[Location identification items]
====

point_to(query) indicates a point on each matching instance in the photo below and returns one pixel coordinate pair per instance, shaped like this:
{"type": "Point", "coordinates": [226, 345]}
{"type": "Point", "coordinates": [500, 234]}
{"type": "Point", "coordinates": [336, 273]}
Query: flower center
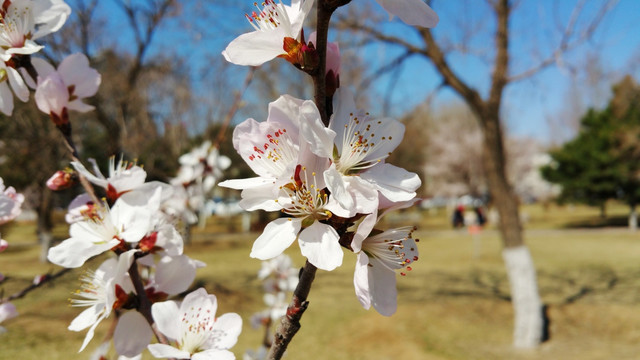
{"type": "Point", "coordinates": [361, 140]}
{"type": "Point", "coordinates": [198, 332]}
{"type": "Point", "coordinates": [277, 152]}
{"type": "Point", "coordinates": [395, 249]}
{"type": "Point", "coordinates": [307, 200]}
{"type": "Point", "coordinates": [269, 17]}
{"type": "Point", "coordinates": [93, 291]}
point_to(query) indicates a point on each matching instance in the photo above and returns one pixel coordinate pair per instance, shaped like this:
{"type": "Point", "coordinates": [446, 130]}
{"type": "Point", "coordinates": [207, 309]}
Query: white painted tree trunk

====

**THE PROBLEM**
What needs duplicating is the run of lines from the one containing "the photo above" through the last line of the entries above, exact and complete.

**PROBLEM SOLUTION**
point_to(query) indicates a point on each matching instance in the photo above and returns one pixel coordinate pair per instance, shaped like this:
{"type": "Point", "coordinates": [446, 130]}
{"type": "Point", "coordinates": [207, 309]}
Query: white painted tree trunk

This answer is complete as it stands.